----- Excerpt

On a recent trip to Nova Scotia, my husband and I visited Cape Breton Island. We used Sydney as our hub. From there, we took day trips to Louisbourg (spectacular), a Highland village, the Marconi Museum (unfortunately closed for the season), and the Alexander Graham Bell National Historic Site. Of course, we all remember Bell as the inventor of the telephone, but he explored much more than telephony. Within the museum are displays of Melville Bell’s (A. G. Bell’s father) Visible Speech system for teaching the deaf how to enunciate, there are also displays of the myriad of inventions and experimental objects. One can find hundreds of thousands of copies of notes and letters written by Bell and those nearest him—the originals are housed in the Library of Congress in the United States. I was so impressed by the breadth of Bell’s interests, that I purchased a biography of the great inventor:
Gray, C. (2006). Reluctant genius: The passionate life and inventive mind of Alexander Graham Bell. Toronto, ON: HarperCollins Ltd.
Naturally, Reluctant Genius recounts Bell’s life from his time as a young boy back in Edinburgh when he was encouraged to construct a model of the human speech mechanism and when he “taught” the family dog to speak a real sentence. The book traces his family’s move to London and the deaths of his brothers from tuberculosis. The Bell family had decided to move to Canada because of Alec’s bout with tuberculosis. Having visited previously, Melville believed the clean air would help his last remaining son to overcome the deadly illness. They moved to Brantford, Ontario.

----------
----- Data supplied

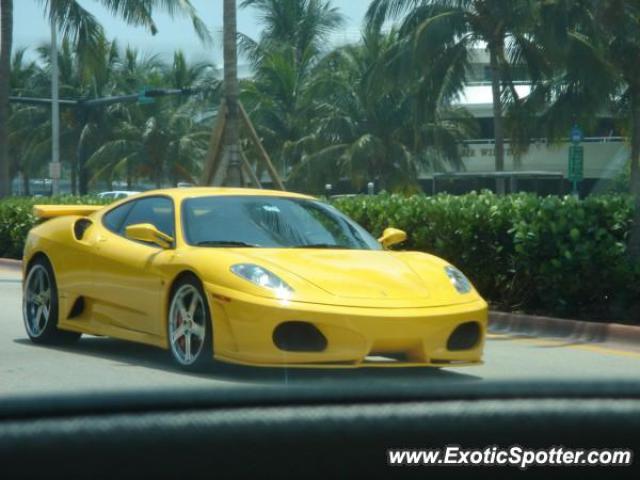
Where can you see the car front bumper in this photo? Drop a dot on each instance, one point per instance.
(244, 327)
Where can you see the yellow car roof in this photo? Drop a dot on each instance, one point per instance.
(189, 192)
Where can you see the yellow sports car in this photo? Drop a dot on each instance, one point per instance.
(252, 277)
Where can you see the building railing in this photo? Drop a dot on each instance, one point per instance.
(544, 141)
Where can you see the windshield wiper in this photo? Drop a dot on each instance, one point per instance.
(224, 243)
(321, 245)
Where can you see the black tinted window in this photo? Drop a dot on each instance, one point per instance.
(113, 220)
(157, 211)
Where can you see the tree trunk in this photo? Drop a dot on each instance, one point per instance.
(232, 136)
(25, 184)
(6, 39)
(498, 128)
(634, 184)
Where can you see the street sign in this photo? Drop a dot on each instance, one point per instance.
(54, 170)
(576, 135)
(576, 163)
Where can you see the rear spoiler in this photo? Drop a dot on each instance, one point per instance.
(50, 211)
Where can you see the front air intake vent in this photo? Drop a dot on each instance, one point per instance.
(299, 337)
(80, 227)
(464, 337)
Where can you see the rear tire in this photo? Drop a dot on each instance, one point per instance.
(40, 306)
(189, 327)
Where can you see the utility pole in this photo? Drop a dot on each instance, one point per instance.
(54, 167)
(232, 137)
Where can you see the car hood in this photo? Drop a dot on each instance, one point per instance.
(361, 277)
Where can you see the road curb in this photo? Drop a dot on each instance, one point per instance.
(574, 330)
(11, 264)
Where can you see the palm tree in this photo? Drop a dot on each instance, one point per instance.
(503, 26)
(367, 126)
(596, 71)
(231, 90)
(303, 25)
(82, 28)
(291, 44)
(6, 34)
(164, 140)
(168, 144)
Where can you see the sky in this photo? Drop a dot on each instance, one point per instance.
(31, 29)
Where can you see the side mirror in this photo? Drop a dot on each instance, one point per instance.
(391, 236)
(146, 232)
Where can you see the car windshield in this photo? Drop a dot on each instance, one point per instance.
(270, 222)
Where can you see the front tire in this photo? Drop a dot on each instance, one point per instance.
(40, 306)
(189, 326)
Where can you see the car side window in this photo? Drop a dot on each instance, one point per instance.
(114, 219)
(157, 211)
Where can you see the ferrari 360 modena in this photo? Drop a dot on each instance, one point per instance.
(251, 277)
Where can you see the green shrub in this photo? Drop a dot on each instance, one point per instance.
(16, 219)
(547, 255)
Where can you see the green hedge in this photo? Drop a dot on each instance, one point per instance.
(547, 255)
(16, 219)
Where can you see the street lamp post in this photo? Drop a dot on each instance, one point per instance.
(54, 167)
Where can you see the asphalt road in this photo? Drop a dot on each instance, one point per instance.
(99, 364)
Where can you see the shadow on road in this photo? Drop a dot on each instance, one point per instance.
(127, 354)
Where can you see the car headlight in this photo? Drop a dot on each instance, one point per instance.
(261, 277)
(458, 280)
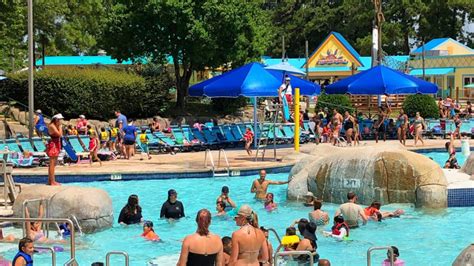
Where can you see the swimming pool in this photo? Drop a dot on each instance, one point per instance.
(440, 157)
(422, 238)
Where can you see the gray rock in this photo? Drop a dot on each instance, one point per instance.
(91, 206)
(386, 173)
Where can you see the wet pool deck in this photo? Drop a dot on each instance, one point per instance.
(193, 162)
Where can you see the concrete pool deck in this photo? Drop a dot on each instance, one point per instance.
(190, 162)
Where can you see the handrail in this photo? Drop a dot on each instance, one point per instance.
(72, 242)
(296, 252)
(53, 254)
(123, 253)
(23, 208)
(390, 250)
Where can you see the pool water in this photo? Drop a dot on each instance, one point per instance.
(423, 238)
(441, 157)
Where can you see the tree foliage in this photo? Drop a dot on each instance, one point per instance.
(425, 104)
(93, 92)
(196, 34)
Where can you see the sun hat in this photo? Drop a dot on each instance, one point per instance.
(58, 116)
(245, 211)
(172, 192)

----------

__Tasks to carry out__
[a] Turn the paragraph of the piece on Alexander Graham Bell that begins "Naturally, Reluctant Genius recounts" into a short bulleted list that keeps its main facts.
[b] Copy out everything in the listing from the line containing "Where can you see the gray" down to the end of the listing, with both ends included.

__Task results__
[a]
- The book covers Bell's boyhood in Edinburgh, when he was encouraged to build a model of the human speech mechanism and "taught" the family dog to speak a real sentence.
- It follows the family's move to London and the deaths of his brothers from tuberculosis.
- After Alec's own bout with tuberculosis, the family decided to move to Canada. Melville had visited before and believed the clean air would help his last remaining son overcome the illness.
- They settled in Brantford, Ontario.

[b]
Where can you see the gray rock in this photo? Drop a dot on each instance, one point per instance.
(91, 206)
(386, 173)
Where can you see the wet pool deck in this photo? Drop a dot on each instance, one point per instance.
(193, 162)
Where can you see the concrete pool deck in this photo? Drop a dot on each instance, one point per instance.
(190, 162)
Where can you see the handrail in this photo? Drop a dot on each instance, one point per instance.
(72, 242)
(296, 252)
(53, 254)
(123, 253)
(23, 208)
(390, 250)
Where can you see the pool water in this photo? Drop a dot on each instance, one point per instance.
(423, 238)
(441, 157)
Where can you see the tree foliage in this photo? Drop a dot on each instance, one point per instance.
(425, 104)
(93, 92)
(196, 34)
Where can you see the sun hat in this photo? Drop a dot on each instance, one point per instance.
(58, 116)
(245, 211)
(172, 192)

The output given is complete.